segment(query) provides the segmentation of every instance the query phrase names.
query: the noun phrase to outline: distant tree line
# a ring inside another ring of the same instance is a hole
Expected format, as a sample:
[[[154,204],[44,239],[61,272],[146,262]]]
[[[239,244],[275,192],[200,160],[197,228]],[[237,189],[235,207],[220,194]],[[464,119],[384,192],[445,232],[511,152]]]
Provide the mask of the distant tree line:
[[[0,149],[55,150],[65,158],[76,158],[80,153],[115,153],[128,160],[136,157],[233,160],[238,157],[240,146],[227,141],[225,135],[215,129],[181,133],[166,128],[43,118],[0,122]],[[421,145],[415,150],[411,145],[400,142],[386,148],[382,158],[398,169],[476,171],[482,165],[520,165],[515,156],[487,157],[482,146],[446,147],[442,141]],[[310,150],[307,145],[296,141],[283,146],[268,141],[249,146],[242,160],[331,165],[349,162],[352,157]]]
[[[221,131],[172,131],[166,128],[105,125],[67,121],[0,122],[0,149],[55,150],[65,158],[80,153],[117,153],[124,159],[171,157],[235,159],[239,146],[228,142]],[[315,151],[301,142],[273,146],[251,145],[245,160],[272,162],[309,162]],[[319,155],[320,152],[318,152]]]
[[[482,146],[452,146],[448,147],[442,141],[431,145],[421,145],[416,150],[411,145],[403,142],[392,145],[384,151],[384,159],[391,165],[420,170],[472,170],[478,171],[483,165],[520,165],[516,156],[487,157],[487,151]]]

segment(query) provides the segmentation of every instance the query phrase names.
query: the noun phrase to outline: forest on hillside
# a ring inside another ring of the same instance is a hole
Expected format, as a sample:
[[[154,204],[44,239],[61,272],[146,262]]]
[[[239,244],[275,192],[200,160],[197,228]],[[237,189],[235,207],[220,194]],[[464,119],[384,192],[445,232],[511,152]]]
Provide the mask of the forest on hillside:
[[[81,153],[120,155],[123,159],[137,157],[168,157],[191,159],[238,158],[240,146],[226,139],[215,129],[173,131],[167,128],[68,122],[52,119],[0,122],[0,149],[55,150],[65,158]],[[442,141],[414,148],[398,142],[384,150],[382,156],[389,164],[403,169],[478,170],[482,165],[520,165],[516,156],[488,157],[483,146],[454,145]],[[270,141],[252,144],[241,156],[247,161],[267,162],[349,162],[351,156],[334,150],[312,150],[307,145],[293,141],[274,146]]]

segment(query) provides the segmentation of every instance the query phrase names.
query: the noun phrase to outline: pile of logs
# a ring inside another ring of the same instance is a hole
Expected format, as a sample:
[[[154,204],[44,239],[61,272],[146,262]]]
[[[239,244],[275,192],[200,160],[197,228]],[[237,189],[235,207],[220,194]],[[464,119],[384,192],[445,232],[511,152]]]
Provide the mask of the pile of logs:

What to do — Please repeat the listing above in full and exactly.

Problem solution —
segment(query) provides the segmentation of every instance the query phrase names.
query: the noun phrase to outline: distant tree line
# a ring inside another ring of the same instance is a hole
Expected format, as a sample:
[[[154,204],[44,239],[61,272],[146,262]]]
[[[239,244],[275,192],[200,160],[197,228]],[[237,189],[235,207],[220,194]],[[464,119],[384,192],[445,232],[511,152]]]
Provide the mask of the distant tree line:
[[[0,149],[55,150],[65,158],[76,158],[80,153],[115,153],[128,160],[136,157],[233,160],[238,157],[240,146],[227,141],[225,135],[215,129],[181,133],[166,128],[43,118],[0,122]],[[421,145],[415,150],[411,145],[400,142],[386,148],[382,158],[398,169],[476,171],[482,165],[520,165],[515,156],[487,157],[482,146],[446,147],[442,141]],[[310,150],[307,145],[296,141],[283,146],[268,141],[249,146],[242,160],[331,165],[349,162],[352,157]]]
[[[221,131],[172,131],[166,128],[105,125],[67,121],[0,122],[0,149],[55,150],[65,158],[80,153],[117,153],[124,159],[171,157],[235,159],[239,146],[228,142]],[[315,151],[301,142],[273,146],[251,145],[245,160],[272,162],[309,162]],[[319,155],[320,152],[318,152]]]
[[[482,146],[452,146],[448,147],[442,141],[431,145],[421,145],[416,150],[411,145],[403,142],[392,145],[384,151],[384,159],[391,165],[420,170],[472,170],[478,171],[483,165],[520,165],[516,156],[487,157],[487,151]]]

segment(query) provides the segmentation of every instance the query phrase names.
query: the noun phrase to outline: forest on hillside
# a ring inside another ring of the same instance is a hole
Expected format, as a sample:
[[[154,204],[44,239],[61,272],[146,262]]]
[[[239,244],[275,192],[200,160],[197,228]],[[237,189],[235,207],[220,194]],[[464,119],[384,192],[445,232],[511,152]]]
Provide the mask of the forest on hillside:
[[[81,153],[120,155],[123,159],[137,157],[168,157],[191,159],[238,158],[240,146],[226,139],[215,129],[173,131],[167,128],[68,122],[52,119],[0,122],[0,149],[55,150],[65,158]],[[442,141],[414,148],[398,142],[384,150],[382,156],[389,164],[403,169],[478,170],[482,165],[520,165],[516,156],[488,157],[483,146],[454,145]],[[270,141],[252,144],[241,156],[247,161],[267,162],[349,162],[351,156],[334,150],[312,150],[307,145],[293,141],[274,146]]]

segment(query) provides the segmentation of every instance the query phrase names.
query: the noun phrase to outline: pile of logs
# a ring inside another ring of the same instance is a hole
Expected format, as a sample:
[[[154,204],[44,239],[61,272],[146,262]]]
[[[239,244],[275,192],[200,160],[197,228]],[[237,189],[235,207],[220,194]],[[464,119],[384,192],[445,232],[511,152]]]
Provide the mask of the pile of logs:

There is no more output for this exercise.